### TASK DETAILS
Give the number of lines below with "optional" in them, leaving out anything else.

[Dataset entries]
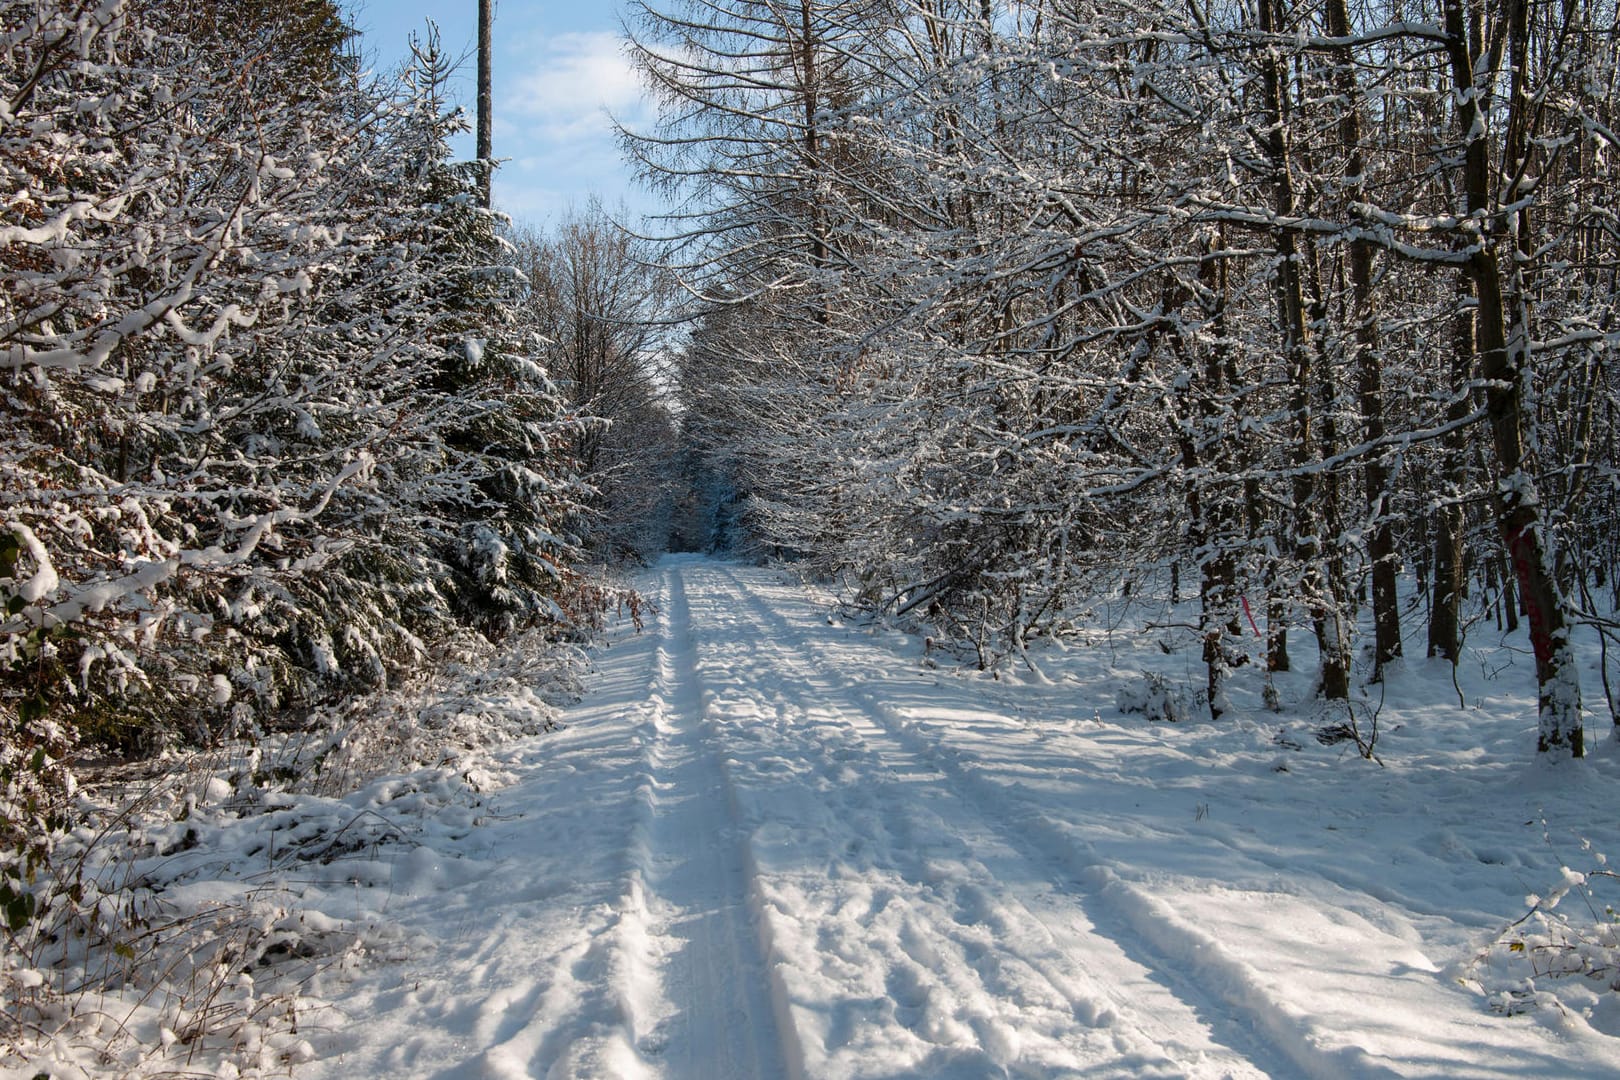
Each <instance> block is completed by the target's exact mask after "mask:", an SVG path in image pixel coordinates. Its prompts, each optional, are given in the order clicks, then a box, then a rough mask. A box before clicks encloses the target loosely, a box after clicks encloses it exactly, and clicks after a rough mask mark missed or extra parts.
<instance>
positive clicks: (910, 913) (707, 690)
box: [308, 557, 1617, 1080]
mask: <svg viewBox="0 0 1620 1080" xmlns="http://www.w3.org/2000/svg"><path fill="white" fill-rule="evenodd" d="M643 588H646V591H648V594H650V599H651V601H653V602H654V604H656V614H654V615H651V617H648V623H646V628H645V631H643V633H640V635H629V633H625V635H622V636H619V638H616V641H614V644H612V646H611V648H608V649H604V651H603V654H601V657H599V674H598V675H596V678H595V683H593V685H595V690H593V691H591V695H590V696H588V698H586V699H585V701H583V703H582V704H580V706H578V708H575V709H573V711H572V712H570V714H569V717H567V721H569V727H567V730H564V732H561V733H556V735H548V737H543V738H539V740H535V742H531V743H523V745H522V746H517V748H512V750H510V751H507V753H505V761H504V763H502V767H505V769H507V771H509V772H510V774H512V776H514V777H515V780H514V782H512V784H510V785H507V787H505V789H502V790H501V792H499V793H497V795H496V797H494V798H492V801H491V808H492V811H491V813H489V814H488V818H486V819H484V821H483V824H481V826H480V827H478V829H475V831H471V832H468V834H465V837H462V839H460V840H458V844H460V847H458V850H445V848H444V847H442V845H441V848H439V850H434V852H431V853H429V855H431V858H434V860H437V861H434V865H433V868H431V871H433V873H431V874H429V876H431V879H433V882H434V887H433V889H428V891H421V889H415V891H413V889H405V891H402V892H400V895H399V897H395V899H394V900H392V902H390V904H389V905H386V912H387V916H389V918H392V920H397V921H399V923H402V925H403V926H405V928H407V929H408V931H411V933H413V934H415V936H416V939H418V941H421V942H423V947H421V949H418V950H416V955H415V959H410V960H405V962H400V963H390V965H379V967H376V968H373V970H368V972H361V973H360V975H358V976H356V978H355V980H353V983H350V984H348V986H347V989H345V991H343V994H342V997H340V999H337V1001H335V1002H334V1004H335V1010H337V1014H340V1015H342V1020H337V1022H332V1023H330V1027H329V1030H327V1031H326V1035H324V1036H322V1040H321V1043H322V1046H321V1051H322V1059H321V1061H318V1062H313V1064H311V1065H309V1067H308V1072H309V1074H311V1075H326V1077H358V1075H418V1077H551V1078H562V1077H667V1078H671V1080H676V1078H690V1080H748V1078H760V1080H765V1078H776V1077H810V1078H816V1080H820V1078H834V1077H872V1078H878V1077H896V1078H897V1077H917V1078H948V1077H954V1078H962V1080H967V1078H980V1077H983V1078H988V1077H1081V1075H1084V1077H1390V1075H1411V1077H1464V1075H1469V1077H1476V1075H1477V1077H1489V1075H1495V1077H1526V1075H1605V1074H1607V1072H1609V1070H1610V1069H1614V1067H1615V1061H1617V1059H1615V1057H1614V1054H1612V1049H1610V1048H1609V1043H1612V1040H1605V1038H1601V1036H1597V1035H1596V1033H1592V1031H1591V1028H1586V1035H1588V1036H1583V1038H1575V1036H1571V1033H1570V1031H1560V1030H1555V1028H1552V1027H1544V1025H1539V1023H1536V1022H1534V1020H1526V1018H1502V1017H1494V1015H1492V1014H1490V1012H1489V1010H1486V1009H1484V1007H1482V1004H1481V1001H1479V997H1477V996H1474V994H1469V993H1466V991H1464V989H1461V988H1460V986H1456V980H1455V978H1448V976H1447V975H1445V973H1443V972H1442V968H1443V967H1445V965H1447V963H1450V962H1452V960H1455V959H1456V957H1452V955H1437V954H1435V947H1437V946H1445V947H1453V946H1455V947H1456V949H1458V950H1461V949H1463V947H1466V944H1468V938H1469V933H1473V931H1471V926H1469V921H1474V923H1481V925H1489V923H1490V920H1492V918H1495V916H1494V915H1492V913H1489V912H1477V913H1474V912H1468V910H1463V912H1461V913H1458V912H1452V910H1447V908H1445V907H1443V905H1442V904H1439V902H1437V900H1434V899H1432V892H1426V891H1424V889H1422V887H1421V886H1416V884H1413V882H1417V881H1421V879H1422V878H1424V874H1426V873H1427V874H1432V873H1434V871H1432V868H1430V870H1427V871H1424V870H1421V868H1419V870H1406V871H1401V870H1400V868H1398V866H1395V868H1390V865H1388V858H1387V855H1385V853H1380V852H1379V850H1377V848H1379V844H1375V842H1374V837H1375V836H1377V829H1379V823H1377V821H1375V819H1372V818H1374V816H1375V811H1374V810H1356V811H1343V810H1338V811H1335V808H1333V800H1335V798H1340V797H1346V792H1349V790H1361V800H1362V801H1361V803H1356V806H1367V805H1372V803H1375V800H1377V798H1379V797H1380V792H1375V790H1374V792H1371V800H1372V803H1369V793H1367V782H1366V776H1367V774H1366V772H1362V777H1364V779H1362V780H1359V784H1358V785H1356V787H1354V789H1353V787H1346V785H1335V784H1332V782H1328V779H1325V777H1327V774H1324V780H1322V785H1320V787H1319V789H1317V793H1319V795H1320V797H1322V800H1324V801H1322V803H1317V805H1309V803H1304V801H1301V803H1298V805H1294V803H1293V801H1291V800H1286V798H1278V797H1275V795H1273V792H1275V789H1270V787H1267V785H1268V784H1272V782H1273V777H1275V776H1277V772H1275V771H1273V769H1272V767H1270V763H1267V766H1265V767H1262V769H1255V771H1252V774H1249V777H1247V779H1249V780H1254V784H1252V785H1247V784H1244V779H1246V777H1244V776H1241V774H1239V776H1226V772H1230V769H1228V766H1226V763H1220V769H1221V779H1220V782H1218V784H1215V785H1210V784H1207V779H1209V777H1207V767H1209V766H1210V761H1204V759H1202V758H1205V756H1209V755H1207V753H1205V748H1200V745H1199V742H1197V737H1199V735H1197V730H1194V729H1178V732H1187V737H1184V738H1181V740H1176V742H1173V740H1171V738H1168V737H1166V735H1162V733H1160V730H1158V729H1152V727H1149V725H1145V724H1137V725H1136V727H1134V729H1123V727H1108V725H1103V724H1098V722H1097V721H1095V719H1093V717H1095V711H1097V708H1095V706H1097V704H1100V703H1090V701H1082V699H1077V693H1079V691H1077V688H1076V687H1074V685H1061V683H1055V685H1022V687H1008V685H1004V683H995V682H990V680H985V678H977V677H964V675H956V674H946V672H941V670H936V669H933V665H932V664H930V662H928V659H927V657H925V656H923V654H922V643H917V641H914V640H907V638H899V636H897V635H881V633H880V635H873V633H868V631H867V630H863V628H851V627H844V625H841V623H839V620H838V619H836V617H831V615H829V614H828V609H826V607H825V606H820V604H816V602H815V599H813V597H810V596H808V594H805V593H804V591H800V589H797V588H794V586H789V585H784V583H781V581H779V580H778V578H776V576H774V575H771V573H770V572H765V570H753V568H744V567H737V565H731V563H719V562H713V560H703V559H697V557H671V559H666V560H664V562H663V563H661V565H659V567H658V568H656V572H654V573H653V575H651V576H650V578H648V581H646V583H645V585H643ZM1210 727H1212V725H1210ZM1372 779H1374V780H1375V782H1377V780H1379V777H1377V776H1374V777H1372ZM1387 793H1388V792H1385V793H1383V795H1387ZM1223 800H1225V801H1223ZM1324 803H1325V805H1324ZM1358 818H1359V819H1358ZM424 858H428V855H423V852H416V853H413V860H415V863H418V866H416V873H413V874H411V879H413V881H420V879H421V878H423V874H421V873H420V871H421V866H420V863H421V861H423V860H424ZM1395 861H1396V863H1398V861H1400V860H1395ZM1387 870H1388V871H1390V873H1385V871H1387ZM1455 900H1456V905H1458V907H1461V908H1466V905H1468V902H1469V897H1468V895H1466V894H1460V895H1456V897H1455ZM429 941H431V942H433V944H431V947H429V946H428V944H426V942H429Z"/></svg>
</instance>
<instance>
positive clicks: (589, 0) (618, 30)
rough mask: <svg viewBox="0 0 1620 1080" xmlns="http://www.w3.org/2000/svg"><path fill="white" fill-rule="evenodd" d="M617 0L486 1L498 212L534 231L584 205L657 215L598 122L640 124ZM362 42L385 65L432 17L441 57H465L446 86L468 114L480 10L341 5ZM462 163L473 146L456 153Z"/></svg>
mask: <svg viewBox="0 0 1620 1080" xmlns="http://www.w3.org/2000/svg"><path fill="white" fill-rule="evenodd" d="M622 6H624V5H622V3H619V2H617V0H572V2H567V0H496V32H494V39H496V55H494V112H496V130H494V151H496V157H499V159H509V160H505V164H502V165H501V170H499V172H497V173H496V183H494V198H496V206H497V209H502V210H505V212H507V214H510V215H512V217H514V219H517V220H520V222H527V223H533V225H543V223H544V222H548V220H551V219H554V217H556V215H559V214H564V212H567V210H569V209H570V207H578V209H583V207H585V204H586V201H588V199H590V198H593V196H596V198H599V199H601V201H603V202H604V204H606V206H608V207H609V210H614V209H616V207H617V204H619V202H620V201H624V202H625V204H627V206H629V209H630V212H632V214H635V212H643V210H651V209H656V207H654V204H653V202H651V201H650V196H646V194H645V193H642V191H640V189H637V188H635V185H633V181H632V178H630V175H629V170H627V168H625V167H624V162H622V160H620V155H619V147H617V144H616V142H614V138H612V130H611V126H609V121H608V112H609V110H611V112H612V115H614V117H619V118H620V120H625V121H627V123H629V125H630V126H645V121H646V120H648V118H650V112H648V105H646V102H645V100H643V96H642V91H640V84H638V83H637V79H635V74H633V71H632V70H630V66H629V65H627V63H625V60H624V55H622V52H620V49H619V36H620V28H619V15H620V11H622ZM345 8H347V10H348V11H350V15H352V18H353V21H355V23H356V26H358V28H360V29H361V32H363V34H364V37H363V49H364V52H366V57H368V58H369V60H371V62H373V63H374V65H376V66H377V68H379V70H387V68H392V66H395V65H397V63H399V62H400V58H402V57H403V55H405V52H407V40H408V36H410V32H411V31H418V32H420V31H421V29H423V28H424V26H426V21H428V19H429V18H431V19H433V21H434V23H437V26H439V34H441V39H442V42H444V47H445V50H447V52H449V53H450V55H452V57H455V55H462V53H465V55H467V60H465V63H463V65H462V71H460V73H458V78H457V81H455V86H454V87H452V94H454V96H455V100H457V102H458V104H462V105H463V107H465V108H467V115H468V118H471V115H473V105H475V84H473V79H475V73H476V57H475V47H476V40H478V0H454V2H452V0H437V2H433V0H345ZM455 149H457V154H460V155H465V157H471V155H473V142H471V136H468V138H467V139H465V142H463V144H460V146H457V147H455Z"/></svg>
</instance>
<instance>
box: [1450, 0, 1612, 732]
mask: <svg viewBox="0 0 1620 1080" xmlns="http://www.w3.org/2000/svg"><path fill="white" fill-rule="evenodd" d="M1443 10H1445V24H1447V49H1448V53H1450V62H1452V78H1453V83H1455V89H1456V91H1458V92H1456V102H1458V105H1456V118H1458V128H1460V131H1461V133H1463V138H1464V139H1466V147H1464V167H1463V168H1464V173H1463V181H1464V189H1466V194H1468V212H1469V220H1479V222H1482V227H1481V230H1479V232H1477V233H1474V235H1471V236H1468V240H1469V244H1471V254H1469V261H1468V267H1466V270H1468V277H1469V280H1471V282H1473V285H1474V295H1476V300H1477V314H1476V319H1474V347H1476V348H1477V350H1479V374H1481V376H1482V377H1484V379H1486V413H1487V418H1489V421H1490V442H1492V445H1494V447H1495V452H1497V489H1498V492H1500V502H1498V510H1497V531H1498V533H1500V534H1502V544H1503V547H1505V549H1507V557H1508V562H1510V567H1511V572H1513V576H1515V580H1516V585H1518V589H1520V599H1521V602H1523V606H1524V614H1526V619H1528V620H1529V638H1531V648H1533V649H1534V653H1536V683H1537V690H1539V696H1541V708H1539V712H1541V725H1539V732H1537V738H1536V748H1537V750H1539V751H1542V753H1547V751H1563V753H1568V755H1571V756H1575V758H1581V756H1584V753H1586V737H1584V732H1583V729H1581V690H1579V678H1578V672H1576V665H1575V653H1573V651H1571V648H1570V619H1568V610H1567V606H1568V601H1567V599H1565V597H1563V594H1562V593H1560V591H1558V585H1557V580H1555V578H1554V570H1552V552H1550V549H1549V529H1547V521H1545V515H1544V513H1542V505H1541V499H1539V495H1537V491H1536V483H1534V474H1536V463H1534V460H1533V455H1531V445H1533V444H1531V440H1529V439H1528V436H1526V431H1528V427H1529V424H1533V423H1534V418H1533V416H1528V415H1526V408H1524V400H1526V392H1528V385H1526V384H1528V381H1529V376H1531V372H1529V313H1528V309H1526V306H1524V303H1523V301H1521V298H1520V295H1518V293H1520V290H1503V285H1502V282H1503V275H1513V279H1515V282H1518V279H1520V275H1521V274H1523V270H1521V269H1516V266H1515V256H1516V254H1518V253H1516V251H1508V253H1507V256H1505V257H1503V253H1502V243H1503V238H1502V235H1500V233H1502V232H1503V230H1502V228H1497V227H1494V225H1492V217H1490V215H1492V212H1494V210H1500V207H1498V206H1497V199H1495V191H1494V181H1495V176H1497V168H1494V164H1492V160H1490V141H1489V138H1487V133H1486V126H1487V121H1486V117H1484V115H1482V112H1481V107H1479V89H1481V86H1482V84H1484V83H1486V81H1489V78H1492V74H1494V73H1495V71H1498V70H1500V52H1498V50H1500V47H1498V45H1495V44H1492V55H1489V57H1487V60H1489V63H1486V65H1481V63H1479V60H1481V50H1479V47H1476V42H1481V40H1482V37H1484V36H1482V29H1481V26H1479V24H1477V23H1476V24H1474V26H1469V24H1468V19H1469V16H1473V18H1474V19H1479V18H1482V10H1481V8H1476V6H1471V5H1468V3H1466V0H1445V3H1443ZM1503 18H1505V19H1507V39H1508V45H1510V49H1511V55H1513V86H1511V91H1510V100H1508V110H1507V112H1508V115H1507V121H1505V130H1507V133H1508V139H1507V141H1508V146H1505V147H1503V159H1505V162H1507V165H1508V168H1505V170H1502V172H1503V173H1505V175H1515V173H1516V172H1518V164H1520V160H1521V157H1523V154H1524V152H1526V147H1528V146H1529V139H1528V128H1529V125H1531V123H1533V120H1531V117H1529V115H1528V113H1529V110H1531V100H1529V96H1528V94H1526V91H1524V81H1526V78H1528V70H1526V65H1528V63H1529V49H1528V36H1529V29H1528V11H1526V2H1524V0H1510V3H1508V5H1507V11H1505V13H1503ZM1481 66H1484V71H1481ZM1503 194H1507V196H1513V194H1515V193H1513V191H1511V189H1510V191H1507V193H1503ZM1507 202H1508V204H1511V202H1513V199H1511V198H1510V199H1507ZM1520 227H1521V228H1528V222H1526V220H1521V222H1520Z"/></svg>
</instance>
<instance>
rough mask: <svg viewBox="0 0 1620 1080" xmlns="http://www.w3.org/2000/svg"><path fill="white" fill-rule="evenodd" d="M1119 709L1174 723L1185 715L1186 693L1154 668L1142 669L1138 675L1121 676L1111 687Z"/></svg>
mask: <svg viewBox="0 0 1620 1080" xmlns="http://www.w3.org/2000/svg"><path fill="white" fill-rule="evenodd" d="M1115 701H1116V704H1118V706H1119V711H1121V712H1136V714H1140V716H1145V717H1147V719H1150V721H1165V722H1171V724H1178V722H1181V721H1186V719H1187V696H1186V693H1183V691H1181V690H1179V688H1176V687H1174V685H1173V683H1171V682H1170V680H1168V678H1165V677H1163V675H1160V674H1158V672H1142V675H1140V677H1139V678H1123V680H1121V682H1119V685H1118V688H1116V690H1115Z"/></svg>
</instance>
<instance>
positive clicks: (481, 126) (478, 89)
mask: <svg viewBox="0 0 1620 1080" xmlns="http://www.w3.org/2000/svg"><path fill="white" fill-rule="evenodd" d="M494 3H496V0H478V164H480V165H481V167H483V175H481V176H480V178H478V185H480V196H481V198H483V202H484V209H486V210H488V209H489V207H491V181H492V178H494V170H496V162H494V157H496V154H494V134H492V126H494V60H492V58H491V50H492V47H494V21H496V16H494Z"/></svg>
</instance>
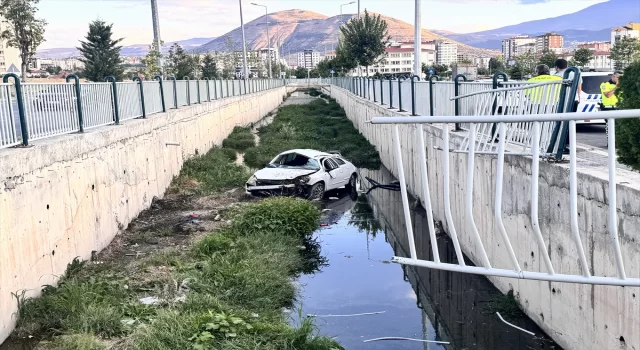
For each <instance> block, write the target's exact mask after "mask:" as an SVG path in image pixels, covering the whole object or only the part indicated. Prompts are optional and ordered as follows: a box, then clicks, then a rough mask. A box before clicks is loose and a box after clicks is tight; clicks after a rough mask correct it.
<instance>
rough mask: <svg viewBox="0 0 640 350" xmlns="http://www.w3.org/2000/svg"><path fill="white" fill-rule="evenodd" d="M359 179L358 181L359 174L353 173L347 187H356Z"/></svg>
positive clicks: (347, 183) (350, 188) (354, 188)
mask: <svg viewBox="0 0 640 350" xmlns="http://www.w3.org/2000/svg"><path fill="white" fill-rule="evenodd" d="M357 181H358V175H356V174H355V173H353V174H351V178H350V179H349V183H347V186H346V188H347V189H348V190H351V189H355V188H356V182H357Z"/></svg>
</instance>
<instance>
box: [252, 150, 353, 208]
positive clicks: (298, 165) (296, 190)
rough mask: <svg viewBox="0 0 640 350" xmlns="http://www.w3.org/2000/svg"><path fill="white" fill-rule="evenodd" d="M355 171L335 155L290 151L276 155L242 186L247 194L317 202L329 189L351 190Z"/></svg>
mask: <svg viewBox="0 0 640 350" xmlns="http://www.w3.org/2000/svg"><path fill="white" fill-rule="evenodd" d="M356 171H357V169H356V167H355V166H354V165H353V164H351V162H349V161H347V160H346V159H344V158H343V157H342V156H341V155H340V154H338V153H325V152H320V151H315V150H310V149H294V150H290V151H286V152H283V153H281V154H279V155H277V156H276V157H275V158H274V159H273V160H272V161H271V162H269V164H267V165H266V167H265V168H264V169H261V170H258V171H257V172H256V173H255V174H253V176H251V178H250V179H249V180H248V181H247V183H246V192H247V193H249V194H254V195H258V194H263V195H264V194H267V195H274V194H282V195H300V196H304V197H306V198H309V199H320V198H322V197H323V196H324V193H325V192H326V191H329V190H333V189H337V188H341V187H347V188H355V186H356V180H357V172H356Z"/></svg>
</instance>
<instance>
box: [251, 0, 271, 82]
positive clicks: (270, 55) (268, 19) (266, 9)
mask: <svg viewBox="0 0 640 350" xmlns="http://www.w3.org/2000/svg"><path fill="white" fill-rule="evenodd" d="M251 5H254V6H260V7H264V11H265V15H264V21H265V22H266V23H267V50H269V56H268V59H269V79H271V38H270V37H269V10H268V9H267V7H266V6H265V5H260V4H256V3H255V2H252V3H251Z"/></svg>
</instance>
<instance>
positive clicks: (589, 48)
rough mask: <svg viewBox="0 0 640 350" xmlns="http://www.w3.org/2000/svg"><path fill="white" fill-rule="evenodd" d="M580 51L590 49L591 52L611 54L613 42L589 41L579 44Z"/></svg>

### TASK SOLUTION
2